═══ Excerpted passage ═══
I still wondered what kind of message to send until I remembered that the reason for cupcakes is almost always to celebrate. I wrote, Hey, Neighbors, You are worth celebrating! You are a beloved child of God, and He loves you so much! I hope you enjoy these cupcakes and feel Christ's love throughout your day. P.S. I prayed for you all morning! I had no idea if my neighbors needed to hear this, whether or not they needed a pick-me-up, or if they knew Jesus. But this was an act of trust, choosing faithful obedience and knowing God would take care of the rest. No matter how random the task, or how unmotivated I was, or how monstrous Baby was.
At least, that's what I kept telling myself as I waited and waited like an anxious puppy for our neighbors to come home and find the cupcakes outside their door. While I enjoyed the whole anonymous-giving thing, I did not enjoy waiting for the gift to be received. I can't even say the number of times I went up and down the stairs to check on them the rest of the day, because it's a number called Embarrassing. Even after I ran errands later that evening, the cupcakes were still there. The worst part was that their lights were on and someone was home. (No, I promise I'm not the kind of neighbor who should be prosecuted.)
═══ Data section ═══
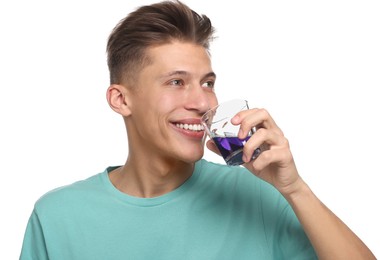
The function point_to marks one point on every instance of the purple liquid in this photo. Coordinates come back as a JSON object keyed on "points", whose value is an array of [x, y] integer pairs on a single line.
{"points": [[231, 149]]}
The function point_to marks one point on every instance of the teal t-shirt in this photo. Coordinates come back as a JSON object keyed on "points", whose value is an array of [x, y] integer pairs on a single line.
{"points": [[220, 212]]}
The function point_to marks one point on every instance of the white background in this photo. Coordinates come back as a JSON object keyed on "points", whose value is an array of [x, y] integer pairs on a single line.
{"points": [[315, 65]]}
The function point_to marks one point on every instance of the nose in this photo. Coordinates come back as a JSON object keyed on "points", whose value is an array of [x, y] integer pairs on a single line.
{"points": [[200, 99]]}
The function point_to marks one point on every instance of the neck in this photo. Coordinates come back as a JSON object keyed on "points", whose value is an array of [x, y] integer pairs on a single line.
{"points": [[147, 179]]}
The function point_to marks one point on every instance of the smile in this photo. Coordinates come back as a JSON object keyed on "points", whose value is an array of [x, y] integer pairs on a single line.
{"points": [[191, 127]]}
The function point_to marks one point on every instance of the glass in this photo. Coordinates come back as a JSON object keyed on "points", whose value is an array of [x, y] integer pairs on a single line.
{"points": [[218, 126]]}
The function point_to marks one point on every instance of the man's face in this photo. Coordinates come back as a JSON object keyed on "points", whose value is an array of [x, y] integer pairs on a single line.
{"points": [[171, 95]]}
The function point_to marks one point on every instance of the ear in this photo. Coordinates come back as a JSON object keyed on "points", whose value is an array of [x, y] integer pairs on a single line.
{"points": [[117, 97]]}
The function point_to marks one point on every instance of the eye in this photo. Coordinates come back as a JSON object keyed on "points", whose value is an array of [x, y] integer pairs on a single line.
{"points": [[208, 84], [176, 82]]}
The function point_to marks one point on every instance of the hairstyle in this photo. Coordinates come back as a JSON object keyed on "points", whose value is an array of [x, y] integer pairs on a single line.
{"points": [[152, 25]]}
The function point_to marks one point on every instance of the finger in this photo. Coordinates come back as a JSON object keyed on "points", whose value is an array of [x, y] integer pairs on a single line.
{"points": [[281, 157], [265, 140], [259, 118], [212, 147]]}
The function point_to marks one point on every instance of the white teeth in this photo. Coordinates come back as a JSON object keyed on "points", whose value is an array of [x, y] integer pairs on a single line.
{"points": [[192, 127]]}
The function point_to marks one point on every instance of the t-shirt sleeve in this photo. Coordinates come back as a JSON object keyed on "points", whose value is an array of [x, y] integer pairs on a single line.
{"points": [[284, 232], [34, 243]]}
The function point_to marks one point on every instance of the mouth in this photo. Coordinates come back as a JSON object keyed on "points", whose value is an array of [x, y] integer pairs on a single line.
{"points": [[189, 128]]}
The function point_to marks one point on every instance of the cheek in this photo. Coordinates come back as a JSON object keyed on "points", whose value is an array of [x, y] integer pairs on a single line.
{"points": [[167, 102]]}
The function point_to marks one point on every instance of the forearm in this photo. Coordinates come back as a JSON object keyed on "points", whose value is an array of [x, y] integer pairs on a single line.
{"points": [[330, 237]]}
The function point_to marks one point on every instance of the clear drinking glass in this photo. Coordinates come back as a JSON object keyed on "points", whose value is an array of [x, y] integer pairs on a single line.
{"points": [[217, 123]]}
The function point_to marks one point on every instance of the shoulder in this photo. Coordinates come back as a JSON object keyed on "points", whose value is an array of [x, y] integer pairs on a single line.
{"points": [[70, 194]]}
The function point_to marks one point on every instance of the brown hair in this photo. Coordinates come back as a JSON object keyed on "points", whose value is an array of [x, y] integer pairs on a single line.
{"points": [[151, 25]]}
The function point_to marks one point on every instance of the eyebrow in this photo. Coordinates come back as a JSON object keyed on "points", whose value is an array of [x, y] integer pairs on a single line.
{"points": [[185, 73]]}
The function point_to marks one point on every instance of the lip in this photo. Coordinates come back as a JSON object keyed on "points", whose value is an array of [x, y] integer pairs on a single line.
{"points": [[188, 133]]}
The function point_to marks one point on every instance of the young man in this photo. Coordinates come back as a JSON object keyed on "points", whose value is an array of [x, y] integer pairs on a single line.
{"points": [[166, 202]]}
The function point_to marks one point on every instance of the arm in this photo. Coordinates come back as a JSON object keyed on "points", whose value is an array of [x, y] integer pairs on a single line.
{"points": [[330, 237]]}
═══
_Activities_
a: In the cupcake passage, what does the P.S. of the note to the neighbors say?
b: Resume the cupcake passage after its final sentence, keeping the same first-person voice.

_Results of the tasks_
a: "I prayed for you all morning!"

b:
But that was when I went a little haywire in holy conversation with the Lord. Is this whole pray-and-listen thing a bust? Are You not using these acts of giving like I hoped? Are You just telling me to be patient? Don't You remember I'm not a very patient person? What if they leave the cupcakes sitting outside the door forever until they mold and get nasty? What if the whole building starts talking about the anonymous, molding, Jesus cupcakes sitting in the hallway? What if they aren't taking them because this is South Chicago, not small-town wherever, so people don't eat anonymous food from anonymous strangers because that's a really stupid thing to do?
Later that evening, Husband asked if I was the one who put the cupcakes outside our neighbors' door. I explained what I was up to, that both the quarters I'd left in the laundry room yesterday and the cupcakes had gone unnoticed so far, and that I felt dumb about the whole thing.
With the careful politeness and political correctness that a husband uses when his wife is in a fragile state, he looked at me and asked, "Are you sure you can handle giving things to people anonymously? I mean, it's only Day 2, and you keep checking on the quarters and cupcakes. And it's driving you crazy."
Yup. Thank you, Polite and Politically Correct Husband. I knew it was true, but as an introvert, this had me conflicted. I liked the idea of easing into this whole giving thing within my comfort zone of privacy. However, that also meant letting go of knowing what happened on the receiving end. Which of those did I want more, and which was I willing to give up? And if my desire was to learn to love my neighbor, were those really the right questions to ask?
My actions were intended to demonstrate faith. Faith acts in obedience and trusts God to take care of the rest. Faith prays before it crumbles into doubt. Faith doesn't worry about success or failure. Faith sets down the dang cupcakes and doesn't look back.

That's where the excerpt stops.